• GIVEN REQUEST: Count the lines in the listing below that contain the string "statue", matching case exactly, and reply with the number alone.

[Items from a labeling collection]

----

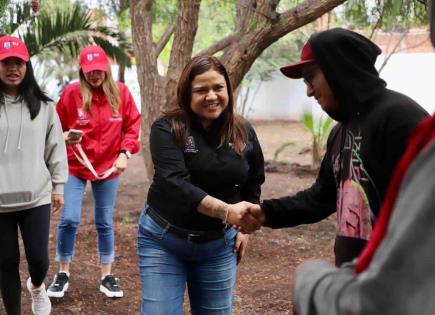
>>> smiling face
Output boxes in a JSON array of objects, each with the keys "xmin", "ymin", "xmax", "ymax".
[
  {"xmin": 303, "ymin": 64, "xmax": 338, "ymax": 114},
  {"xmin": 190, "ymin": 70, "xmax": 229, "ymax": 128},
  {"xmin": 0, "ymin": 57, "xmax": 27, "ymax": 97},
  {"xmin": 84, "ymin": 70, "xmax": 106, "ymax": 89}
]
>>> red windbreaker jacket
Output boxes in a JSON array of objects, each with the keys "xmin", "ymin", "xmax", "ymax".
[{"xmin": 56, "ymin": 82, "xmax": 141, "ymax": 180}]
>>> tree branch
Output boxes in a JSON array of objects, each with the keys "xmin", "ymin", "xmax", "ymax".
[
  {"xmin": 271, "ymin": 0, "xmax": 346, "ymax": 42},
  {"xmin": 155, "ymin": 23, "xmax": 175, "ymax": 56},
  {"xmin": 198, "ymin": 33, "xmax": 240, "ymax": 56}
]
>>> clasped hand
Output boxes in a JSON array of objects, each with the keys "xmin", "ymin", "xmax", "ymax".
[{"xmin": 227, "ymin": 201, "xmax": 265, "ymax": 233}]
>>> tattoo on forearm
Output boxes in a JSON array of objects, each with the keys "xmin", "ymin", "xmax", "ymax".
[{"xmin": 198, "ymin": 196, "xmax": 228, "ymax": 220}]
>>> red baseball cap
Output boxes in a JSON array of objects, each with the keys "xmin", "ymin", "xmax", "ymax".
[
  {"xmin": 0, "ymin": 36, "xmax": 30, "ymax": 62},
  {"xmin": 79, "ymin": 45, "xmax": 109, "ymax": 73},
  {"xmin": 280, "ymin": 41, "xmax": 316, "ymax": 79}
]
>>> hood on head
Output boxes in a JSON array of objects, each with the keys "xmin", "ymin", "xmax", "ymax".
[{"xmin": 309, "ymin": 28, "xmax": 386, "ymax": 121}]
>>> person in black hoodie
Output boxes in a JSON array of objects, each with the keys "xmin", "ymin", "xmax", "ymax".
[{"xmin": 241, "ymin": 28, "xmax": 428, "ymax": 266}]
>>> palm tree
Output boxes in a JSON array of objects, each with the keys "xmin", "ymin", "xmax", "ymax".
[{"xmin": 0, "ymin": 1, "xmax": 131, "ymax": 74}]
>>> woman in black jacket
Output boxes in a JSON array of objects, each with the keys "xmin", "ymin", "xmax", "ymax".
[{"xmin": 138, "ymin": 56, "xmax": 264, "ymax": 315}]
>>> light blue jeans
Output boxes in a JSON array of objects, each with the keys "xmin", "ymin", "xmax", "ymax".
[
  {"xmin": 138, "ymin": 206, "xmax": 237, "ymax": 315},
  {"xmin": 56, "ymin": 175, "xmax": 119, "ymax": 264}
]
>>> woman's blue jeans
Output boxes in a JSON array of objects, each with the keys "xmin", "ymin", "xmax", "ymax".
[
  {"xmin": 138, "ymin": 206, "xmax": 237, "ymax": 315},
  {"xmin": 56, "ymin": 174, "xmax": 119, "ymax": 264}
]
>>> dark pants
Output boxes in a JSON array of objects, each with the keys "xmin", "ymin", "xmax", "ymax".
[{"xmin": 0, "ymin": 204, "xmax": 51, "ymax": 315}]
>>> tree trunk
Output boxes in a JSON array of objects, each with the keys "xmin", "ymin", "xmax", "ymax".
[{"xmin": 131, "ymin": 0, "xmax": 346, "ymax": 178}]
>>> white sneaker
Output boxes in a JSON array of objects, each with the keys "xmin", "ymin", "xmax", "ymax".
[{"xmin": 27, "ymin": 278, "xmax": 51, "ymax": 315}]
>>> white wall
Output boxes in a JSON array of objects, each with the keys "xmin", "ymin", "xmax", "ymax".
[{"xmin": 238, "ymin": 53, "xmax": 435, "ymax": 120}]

----

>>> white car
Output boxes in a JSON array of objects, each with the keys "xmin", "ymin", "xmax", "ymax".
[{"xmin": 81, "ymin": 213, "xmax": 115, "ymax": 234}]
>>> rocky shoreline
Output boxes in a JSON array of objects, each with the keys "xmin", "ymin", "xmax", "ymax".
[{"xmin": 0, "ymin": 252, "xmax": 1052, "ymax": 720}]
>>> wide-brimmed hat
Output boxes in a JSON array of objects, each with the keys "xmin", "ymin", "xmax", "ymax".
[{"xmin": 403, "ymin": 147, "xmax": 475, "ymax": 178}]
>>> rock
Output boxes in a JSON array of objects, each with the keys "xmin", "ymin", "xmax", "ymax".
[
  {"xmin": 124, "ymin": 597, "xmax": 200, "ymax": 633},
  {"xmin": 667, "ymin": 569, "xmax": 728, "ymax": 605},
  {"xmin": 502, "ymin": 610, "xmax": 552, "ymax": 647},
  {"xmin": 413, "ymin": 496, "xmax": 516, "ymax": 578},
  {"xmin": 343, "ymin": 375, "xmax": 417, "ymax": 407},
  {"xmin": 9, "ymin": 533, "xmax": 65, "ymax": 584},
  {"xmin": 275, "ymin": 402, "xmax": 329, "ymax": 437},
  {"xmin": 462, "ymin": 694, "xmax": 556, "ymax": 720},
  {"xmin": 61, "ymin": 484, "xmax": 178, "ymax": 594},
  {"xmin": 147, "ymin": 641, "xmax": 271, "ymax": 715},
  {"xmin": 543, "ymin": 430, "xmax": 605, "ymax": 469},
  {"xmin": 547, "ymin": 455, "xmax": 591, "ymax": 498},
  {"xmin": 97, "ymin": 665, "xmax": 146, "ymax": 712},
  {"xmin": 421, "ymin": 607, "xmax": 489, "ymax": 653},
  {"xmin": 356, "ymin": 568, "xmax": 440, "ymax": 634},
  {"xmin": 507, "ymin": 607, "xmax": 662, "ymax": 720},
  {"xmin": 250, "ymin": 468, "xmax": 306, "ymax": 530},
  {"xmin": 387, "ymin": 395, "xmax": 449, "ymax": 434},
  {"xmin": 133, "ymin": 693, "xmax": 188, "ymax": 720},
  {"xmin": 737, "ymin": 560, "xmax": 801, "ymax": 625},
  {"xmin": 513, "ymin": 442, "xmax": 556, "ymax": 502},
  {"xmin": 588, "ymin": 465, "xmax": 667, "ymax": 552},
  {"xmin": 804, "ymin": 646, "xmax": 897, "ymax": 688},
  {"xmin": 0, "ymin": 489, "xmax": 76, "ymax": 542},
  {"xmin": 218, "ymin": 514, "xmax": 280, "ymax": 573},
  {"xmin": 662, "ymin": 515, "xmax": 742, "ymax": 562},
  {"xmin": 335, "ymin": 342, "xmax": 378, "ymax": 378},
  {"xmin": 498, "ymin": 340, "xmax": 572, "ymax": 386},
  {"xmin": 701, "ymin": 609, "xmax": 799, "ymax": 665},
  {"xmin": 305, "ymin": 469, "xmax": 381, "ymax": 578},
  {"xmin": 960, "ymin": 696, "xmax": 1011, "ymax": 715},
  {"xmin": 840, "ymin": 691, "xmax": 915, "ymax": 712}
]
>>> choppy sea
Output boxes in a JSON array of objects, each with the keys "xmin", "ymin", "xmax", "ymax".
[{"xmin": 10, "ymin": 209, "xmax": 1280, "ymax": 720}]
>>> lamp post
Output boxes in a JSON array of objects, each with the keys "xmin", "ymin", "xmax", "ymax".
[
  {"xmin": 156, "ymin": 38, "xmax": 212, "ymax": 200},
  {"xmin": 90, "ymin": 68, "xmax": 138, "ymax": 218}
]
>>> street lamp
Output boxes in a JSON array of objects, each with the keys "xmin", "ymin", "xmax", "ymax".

----

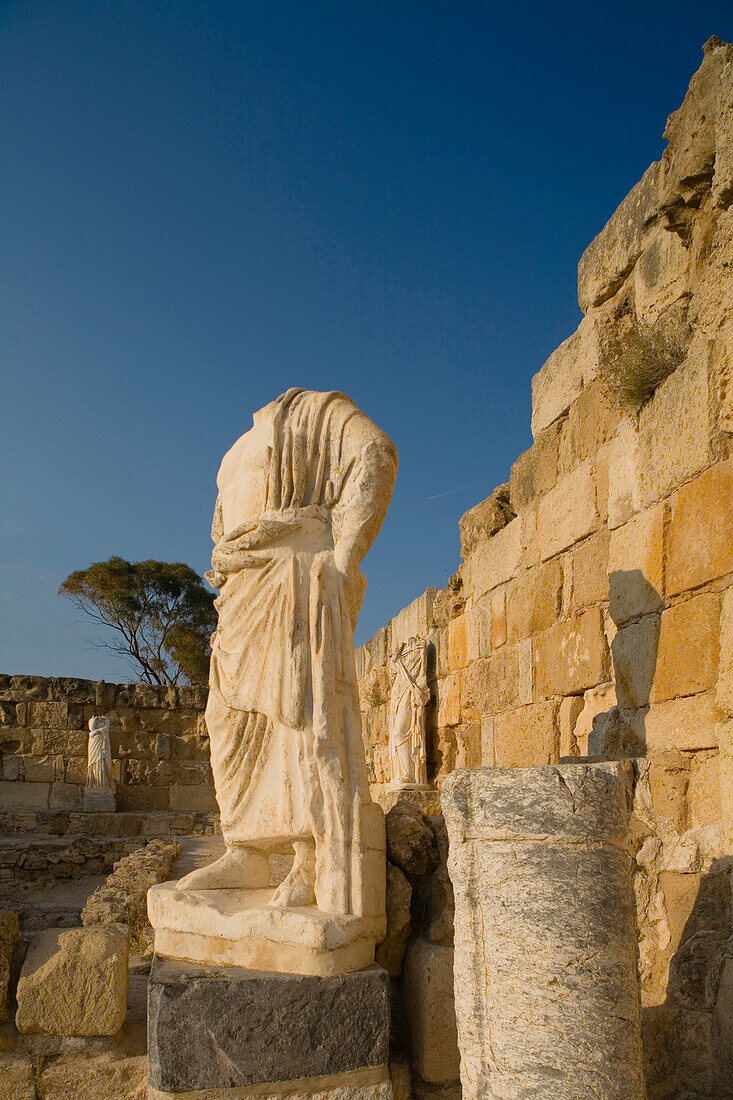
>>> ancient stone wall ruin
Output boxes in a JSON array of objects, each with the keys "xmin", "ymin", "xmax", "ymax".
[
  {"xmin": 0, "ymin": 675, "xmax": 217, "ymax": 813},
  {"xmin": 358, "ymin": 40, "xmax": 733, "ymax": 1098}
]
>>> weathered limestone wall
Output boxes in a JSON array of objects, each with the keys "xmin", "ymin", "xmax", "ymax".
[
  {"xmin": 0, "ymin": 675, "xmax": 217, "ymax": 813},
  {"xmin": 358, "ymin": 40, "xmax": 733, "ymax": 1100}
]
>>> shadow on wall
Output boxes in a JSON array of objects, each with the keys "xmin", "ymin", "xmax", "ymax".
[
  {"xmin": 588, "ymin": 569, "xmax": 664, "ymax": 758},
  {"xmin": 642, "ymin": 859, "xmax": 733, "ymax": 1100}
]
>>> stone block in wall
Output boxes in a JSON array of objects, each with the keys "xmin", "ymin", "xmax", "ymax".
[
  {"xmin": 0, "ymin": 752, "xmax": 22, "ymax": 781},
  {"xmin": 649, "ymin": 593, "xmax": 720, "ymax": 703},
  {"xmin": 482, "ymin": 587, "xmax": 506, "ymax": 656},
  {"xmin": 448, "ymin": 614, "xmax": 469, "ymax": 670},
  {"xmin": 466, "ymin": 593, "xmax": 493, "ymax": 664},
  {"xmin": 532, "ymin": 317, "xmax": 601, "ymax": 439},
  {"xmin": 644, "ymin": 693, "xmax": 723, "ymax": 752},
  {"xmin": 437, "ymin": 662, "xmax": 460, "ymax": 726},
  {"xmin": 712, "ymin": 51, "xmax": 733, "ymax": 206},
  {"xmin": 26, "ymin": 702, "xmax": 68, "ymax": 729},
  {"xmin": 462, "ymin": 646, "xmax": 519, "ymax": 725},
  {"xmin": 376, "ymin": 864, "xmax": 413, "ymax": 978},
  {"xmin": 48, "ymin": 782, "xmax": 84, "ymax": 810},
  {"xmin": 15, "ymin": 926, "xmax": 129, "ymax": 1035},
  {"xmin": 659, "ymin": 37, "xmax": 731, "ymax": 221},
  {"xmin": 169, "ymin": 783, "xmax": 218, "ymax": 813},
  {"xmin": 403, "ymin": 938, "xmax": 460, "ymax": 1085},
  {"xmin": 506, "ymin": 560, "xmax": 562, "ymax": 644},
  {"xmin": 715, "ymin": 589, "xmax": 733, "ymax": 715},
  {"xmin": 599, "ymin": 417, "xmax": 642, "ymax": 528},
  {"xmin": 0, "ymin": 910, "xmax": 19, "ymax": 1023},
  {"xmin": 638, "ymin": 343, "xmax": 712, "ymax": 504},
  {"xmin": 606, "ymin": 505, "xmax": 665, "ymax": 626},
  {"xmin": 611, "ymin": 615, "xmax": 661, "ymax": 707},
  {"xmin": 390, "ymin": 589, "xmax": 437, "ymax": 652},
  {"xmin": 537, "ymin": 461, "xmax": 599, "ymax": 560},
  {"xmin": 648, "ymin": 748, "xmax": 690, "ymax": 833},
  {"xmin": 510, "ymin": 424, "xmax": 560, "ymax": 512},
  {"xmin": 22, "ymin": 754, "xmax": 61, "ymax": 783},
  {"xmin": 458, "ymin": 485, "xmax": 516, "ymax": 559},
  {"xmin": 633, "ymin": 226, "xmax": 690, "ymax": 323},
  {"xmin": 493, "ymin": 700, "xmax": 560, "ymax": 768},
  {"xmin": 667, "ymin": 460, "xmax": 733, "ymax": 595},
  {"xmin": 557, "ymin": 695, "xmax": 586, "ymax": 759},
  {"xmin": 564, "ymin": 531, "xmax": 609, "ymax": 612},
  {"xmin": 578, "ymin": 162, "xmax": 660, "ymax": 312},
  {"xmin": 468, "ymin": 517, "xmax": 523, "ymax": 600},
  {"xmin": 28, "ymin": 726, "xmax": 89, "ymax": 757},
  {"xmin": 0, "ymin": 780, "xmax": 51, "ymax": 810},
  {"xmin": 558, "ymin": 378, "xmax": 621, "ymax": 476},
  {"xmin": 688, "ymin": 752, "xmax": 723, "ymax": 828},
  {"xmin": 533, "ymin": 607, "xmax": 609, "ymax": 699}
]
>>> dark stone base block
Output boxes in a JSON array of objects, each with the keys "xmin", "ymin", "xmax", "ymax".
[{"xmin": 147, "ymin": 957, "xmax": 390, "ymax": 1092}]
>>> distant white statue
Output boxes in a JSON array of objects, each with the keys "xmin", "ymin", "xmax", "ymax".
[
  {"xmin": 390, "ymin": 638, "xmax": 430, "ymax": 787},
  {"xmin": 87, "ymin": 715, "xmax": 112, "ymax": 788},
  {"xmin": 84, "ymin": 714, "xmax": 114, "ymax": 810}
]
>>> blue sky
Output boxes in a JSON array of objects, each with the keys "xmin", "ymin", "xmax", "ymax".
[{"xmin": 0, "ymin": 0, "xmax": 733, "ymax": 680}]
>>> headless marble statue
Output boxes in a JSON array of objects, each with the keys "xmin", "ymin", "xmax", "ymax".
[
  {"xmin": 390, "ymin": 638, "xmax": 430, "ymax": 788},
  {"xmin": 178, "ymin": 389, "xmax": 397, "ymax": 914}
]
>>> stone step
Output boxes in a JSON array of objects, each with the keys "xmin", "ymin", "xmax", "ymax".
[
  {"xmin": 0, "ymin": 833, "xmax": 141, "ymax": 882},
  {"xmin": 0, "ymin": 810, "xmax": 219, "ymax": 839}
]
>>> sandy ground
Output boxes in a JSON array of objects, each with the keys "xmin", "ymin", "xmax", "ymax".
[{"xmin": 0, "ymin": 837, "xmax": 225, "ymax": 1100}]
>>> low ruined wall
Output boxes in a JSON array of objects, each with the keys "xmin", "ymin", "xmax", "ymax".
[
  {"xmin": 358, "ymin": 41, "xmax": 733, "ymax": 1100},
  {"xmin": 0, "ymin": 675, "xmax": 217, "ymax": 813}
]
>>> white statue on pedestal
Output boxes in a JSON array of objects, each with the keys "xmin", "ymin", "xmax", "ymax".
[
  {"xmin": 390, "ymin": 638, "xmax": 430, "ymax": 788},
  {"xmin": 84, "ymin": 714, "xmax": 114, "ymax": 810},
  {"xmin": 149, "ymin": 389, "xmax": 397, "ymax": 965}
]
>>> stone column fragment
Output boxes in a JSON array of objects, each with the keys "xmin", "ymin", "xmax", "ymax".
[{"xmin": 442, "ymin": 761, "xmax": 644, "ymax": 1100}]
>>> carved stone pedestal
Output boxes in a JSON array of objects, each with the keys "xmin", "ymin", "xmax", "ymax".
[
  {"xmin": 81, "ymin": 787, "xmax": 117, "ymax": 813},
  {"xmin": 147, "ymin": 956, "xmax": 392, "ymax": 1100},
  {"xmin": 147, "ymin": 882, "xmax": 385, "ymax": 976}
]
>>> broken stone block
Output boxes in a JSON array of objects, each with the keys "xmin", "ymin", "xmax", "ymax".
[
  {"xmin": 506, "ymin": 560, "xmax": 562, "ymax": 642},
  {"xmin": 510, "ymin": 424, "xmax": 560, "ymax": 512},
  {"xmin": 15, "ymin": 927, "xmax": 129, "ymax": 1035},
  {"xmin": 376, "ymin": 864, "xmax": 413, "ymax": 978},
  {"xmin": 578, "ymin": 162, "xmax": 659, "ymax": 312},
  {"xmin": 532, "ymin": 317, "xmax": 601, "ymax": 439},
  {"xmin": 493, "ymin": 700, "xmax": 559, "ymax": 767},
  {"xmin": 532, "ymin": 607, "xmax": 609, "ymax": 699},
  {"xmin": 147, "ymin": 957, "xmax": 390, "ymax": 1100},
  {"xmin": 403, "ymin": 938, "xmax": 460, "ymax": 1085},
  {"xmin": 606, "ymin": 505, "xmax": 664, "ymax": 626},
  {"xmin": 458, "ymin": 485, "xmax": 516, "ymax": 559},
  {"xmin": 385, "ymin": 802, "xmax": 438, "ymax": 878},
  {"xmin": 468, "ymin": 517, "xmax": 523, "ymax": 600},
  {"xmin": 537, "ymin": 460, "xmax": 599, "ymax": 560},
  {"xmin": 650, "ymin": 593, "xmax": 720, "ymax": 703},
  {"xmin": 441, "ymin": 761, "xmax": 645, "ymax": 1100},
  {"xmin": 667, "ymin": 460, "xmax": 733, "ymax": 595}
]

----

• RESULT OF THE EXERCISE: 3